### Supplied passage
French surrealist Quentin Dupieux is not only one of the most prolific directors on the festival circuit (a new title almost every year, without fail), but one of the most consistent too. What started with his 2010 breakout – beautifully bonkers killer tyre movie Rubber – has since blown into an entire oeuvre of bizarro deadpan comedy, built on fascinating hooks, and satisfyingly short run times. And while his latest, a semi-satirical swipe at superhero culture, is very much more of the same (baffling jokes told in just over an hour), it’s also arguably Dupieux’s loudest and most openly entertaining in some time.

Hot on the heels of last summer’s somewhat understated Incredible But True (robotic-penis subplot aside), Smoking Causes Coughing wastes no time at all doling out the silliness, opening on a rubber-suited super team blowing a giant tortoise-man into bloody chunks, with their combined tobacco powers. But it’s not all victory dances and celebratory high-fives for the Tobacco Force five. The Chief (a womanising rat with a saliva problem, played by a garish children’s puppet from the 1970s) thinks they’re becoming too individualistic, dispatching the heroes on a team-building vacation to focus their strength, before taking on a world-threatening lizard man (who, it works out, is decidedly more man, than lizard) .

### What to work on
**a.** Answer these questions about the film review, each on its own line:
(i) In what year did Dupieux's breakout film Rubber come out?
(ii) What does the super team blow into bloody chunks at the opening of Smoking Causes Coughing?
(iii) What plays the Chief?
**b.** Print the part of the film review starting at "French surrealist Quentin" and ending at "in some time.".
The lines after the review come from a different source.

### Data provided
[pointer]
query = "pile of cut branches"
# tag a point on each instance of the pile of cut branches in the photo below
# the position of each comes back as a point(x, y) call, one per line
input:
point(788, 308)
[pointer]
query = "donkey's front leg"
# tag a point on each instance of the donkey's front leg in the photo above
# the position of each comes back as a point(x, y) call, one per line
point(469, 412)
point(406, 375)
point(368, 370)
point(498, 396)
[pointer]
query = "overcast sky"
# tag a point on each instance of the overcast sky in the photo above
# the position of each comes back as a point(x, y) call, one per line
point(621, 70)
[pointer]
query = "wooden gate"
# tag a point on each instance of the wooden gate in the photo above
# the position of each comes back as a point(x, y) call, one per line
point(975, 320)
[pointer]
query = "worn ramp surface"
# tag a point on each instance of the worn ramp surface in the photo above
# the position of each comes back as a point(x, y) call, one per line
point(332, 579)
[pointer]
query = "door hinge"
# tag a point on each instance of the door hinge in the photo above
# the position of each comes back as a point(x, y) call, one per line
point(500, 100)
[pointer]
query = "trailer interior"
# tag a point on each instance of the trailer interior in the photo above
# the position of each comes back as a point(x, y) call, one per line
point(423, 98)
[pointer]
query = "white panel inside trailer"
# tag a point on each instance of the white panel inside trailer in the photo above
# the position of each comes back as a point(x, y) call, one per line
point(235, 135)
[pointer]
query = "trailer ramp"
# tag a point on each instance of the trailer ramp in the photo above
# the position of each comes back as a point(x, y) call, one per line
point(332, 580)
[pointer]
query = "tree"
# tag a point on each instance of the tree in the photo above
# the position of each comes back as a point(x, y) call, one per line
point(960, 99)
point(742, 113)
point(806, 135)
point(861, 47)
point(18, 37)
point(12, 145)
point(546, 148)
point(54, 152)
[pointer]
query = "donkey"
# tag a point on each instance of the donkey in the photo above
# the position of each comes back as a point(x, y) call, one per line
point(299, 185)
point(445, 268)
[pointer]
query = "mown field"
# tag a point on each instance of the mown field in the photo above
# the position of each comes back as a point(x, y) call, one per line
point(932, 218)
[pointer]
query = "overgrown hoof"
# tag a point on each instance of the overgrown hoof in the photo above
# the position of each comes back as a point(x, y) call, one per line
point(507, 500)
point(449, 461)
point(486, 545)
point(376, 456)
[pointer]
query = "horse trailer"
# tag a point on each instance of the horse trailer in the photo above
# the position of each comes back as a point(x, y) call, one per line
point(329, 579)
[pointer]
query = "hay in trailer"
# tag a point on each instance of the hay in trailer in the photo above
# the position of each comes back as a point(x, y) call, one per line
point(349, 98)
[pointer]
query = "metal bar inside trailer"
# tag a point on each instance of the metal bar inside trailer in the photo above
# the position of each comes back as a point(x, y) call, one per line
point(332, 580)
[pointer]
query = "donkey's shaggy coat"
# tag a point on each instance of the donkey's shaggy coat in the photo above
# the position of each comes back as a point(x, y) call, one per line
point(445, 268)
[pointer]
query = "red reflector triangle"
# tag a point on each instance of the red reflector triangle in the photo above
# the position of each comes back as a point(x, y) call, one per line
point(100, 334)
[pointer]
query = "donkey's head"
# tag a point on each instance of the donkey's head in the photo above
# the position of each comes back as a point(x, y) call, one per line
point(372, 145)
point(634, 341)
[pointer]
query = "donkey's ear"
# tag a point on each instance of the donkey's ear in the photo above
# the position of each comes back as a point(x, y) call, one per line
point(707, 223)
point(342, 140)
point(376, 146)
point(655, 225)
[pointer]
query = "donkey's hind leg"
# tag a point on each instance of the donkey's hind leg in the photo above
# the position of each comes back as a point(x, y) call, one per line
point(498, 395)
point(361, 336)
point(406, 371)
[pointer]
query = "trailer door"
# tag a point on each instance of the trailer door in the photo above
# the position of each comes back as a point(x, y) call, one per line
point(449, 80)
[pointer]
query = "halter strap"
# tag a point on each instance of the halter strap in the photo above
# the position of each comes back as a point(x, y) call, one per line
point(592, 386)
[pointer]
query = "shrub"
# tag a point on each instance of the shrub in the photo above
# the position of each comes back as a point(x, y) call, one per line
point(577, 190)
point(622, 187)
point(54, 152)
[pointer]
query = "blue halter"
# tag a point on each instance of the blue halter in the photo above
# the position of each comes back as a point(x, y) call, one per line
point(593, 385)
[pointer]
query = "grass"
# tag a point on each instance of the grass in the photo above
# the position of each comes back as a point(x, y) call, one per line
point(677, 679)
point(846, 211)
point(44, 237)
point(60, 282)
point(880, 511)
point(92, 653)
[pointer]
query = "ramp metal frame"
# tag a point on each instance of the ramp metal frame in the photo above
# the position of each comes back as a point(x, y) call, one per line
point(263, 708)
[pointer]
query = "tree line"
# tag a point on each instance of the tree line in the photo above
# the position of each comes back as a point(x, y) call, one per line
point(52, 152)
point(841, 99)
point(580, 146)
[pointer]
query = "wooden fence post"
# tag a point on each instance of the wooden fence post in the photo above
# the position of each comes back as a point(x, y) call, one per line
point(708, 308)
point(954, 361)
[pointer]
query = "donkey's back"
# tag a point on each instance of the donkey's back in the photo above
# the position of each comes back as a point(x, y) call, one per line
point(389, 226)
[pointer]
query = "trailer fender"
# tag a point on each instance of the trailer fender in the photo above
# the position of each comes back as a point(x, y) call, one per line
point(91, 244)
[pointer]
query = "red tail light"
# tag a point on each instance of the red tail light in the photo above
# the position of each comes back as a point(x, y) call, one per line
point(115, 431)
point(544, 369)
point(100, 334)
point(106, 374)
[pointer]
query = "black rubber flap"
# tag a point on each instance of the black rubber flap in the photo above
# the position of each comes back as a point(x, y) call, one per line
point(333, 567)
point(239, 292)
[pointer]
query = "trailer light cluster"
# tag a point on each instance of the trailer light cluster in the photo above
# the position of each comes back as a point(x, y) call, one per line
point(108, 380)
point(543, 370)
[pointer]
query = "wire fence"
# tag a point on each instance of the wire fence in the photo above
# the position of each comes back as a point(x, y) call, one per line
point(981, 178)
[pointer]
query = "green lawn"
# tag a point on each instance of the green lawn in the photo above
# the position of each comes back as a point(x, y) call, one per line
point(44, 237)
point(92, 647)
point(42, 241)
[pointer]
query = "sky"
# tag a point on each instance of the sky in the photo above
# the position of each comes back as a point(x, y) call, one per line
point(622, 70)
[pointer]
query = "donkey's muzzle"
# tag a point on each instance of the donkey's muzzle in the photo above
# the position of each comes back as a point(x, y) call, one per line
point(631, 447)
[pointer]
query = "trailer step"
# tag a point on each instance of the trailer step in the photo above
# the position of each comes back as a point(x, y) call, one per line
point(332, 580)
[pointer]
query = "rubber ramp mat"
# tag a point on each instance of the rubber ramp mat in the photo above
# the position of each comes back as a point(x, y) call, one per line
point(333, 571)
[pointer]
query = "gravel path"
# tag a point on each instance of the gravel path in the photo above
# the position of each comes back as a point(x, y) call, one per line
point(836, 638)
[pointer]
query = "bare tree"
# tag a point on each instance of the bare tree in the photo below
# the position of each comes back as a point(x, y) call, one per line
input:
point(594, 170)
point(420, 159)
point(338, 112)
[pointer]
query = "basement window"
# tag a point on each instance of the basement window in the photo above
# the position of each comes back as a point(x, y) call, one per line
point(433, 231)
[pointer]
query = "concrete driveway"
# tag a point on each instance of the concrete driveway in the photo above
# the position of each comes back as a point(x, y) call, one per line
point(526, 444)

### Outputs by task
**a.**
(i) 2010
(ii) A giant tortoise-man
(iii) A garish children's puppet from the 1970s

**b.**
French surrealist Quentin Dupieux is not only one of the most prolific directors on the festival circuit (a new title almost every year, without fail), but one of the most consistent too. What started with his 2010 breakout – beautifully bonkers killer tyre movie Rubber – has since blown into an entire oeuvre of bizarro deadpan comedy, built on fascinating hooks, and satisfyingly short run times. And while his latest, a semi-satirical swipe at superhero culture, is very much more of the same (baffling jokes told in just over an hour), it’s also arguably Dupieux’s loudest and most openly entertaining in some time.